Exercise | Copy the data precisely, character for character, and leave out every picture.

══ Input records

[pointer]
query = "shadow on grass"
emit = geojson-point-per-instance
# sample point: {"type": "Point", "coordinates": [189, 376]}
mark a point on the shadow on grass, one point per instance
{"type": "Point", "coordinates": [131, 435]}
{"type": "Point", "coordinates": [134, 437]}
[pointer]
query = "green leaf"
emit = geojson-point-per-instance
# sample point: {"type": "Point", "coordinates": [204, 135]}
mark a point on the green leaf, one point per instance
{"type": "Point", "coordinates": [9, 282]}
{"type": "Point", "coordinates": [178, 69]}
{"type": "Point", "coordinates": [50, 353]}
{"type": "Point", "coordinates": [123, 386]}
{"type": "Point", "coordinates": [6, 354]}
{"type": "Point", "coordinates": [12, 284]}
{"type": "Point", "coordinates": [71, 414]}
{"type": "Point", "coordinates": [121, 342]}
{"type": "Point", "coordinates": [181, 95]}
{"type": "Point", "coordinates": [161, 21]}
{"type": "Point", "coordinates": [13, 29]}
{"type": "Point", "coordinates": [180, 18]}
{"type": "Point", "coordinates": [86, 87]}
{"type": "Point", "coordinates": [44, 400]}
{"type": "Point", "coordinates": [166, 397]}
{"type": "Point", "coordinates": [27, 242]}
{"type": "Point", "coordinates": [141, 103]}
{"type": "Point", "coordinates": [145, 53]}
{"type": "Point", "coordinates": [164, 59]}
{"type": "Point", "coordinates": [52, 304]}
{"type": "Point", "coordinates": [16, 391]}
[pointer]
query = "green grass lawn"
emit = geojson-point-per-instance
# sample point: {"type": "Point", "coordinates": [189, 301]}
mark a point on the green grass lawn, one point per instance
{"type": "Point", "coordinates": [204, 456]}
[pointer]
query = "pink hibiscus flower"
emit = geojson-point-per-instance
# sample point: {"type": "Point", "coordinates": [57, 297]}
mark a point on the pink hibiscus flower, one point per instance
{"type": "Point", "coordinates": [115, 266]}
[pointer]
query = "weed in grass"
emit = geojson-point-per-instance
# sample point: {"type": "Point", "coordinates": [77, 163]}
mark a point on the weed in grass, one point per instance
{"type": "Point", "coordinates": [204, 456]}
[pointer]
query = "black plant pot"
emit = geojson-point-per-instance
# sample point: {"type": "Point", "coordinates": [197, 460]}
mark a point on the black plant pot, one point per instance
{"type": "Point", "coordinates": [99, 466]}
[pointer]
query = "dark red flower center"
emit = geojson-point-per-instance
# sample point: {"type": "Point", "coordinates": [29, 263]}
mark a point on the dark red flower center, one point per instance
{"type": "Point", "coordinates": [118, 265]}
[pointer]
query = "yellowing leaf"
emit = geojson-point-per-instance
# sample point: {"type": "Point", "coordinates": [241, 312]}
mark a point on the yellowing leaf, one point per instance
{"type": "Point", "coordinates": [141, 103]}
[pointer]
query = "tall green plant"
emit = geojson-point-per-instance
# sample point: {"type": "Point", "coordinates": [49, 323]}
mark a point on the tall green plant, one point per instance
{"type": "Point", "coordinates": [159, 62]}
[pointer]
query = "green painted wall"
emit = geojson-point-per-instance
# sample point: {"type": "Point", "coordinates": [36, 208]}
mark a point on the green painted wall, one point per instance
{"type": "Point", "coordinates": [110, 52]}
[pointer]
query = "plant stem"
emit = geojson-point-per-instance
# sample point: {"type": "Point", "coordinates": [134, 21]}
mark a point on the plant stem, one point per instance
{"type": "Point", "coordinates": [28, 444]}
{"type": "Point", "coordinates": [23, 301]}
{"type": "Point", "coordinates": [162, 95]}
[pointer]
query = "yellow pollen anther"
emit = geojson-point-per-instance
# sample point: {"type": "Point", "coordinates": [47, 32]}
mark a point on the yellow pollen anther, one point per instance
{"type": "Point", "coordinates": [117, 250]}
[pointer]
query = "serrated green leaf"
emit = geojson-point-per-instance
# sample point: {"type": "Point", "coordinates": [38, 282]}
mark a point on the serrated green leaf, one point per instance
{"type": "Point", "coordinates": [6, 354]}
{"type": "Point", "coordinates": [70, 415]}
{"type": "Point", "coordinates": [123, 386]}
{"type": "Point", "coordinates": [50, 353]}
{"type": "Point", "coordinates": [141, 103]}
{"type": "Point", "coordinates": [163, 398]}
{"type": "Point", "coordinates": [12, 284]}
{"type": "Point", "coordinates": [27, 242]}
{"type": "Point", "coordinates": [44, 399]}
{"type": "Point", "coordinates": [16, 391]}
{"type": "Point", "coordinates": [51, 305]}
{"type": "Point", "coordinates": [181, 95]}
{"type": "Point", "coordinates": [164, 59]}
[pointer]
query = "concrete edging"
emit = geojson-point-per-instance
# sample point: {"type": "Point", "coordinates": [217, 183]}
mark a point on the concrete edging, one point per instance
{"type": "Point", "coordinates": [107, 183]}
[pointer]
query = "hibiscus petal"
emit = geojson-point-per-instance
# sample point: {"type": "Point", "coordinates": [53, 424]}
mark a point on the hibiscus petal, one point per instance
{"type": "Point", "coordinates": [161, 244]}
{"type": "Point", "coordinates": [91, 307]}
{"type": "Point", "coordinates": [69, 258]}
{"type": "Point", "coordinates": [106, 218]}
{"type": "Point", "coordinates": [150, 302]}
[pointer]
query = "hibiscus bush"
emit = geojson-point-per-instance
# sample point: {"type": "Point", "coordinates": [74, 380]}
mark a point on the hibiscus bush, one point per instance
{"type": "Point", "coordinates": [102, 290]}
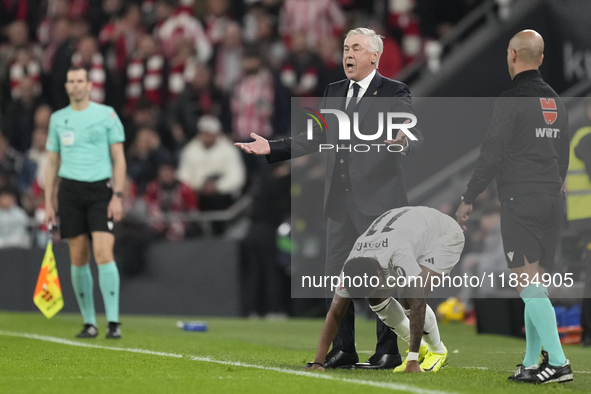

════

Response to this exercise |
[pointer]
query = "shadow on grass"
emit = geojson-point-per-instance
# sample point: {"type": "Point", "coordinates": [189, 376]}
mark a point on the shadow on grass, one point per instance
{"type": "Point", "coordinates": [131, 435]}
{"type": "Point", "coordinates": [134, 437]}
[pointer]
query = "green leaf"
emit = geojson-point-per-instance
# sample point: {"type": "Point", "coordinates": [204, 135]}
mark a point on the green leaf, one point per instance
{"type": "Point", "coordinates": [9, 282]}
{"type": "Point", "coordinates": [178, 69]}
{"type": "Point", "coordinates": [50, 353]}
{"type": "Point", "coordinates": [123, 386]}
{"type": "Point", "coordinates": [6, 354]}
{"type": "Point", "coordinates": [12, 284]}
{"type": "Point", "coordinates": [71, 414]}
{"type": "Point", "coordinates": [121, 342]}
{"type": "Point", "coordinates": [181, 95]}
{"type": "Point", "coordinates": [161, 21]}
{"type": "Point", "coordinates": [13, 29]}
{"type": "Point", "coordinates": [180, 18]}
{"type": "Point", "coordinates": [86, 87]}
{"type": "Point", "coordinates": [44, 400]}
{"type": "Point", "coordinates": [166, 397]}
{"type": "Point", "coordinates": [27, 242]}
{"type": "Point", "coordinates": [141, 103]}
{"type": "Point", "coordinates": [145, 53]}
{"type": "Point", "coordinates": [164, 59]}
{"type": "Point", "coordinates": [52, 304]}
{"type": "Point", "coordinates": [16, 391]}
[pointer]
query = "green grass lawn"
emit = geojson-point-per-instance
# sample point: {"type": "Point", "coordinates": [189, 301]}
mark a point on the green grass lawn, one point per instance
{"type": "Point", "coordinates": [204, 456]}
[pointer]
query = "pink hibiscus flower"
emit = geojson-point-per-instance
# sample point: {"type": "Point", "coordinates": [57, 297]}
mark a point on the pink hibiscus flower, one point per instance
{"type": "Point", "coordinates": [115, 266]}
[pointer]
query = "weed in grass"
emit = geojson-point-per-instance
# sample point: {"type": "Point", "coordinates": [77, 163]}
mark a point on the weed in grass, one point per instance
{"type": "Point", "coordinates": [204, 456]}
[pointer]
query = "black plant pot"
emit = geojson-point-per-instance
# sample point: {"type": "Point", "coordinates": [197, 460]}
mark a point on the black plant pot, one point per instance
{"type": "Point", "coordinates": [99, 466]}
[pointer]
query = "dark red flower center"
emit = geojson-point-per-instance
# sample point: {"type": "Point", "coordinates": [29, 263]}
mark a point on the dark red flower center, one point per instance
{"type": "Point", "coordinates": [118, 265]}
[pointer]
query = "yellowing leaf"
emit = geojson-point-per-instance
# sample point: {"type": "Point", "coordinates": [241, 312]}
mark a point on the yellowing leaf, one point per instance
{"type": "Point", "coordinates": [141, 103]}
[pointer]
query = "tall green plant"
emit = geojson-point-per-instance
# sample point: {"type": "Point", "coordinates": [49, 323]}
mark a point on the tall green plant, one point per instance
{"type": "Point", "coordinates": [159, 62]}
[pointer]
query = "green painted wall"
emit = geojson-point-per-instance
# sample point: {"type": "Point", "coordinates": [36, 208]}
mark a point on the green painted wall, one point per instance
{"type": "Point", "coordinates": [110, 52]}
[pointer]
query = "plant stem"
emit = geojson-point-per-instance
# sample point: {"type": "Point", "coordinates": [134, 21]}
mark a point on the plant stem, one point per instance
{"type": "Point", "coordinates": [28, 444]}
{"type": "Point", "coordinates": [23, 301]}
{"type": "Point", "coordinates": [162, 95]}
[pointer]
query = "yellow pollen anther"
emit = geojson-point-per-instance
# sample point: {"type": "Point", "coordinates": [47, 32]}
mark a point on the yellow pollen anther, one point per instance
{"type": "Point", "coordinates": [117, 250]}
[pointer]
query = "serrated green leaf"
emit = geojson-point-per-instance
# sample point: {"type": "Point", "coordinates": [38, 282]}
mark a point on the serrated green leaf, one point per instance
{"type": "Point", "coordinates": [6, 354]}
{"type": "Point", "coordinates": [70, 415]}
{"type": "Point", "coordinates": [123, 386]}
{"type": "Point", "coordinates": [50, 353]}
{"type": "Point", "coordinates": [141, 103]}
{"type": "Point", "coordinates": [163, 398]}
{"type": "Point", "coordinates": [12, 284]}
{"type": "Point", "coordinates": [27, 242]}
{"type": "Point", "coordinates": [44, 399]}
{"type": "Point", "coordinates": [16, 391]}
{"type": "Point", "coordinates": [51, 305]}
{"type": "Point", "coordinates": [181, 95]}
{"type": "Point", "coordinates": [164, 59]}
[pointer]
query = "concrete edging"
emit = geojson-point-per-instance
# sample point: {"type": "Point", "coordinates": [217, 183]}
mark a point on the concrete edging, one point per instance
{"type": "Point", "coordinates": [107, 183]}
[pointer]
query = "hibiscus petal"
emit = geojson-point-per-instance
# sample point: {"type": "Point", "coordinates": [53, 424]}
mark a point on the hibiscus petal, one point per instance
{"type": "Point", "coordinates": [161, 244]}
{"type": "Point", "coordinates": [91, 307]}
{"type": "Point", "coordinates": [69, 258]}
{"type": "Point", "coordinates": [106, 218]}
{"type": "Point", "coordinates": [150, 302]}
[pointer]
query = "hibiscus bush"
emit = geojson-point-per-instance
# sample point: {"type": "Point", "coordinates": [74, 380]}
mark a point on the hibiscus bush, one point per instance
{"type": "Point", "coordinates": [102, 290]}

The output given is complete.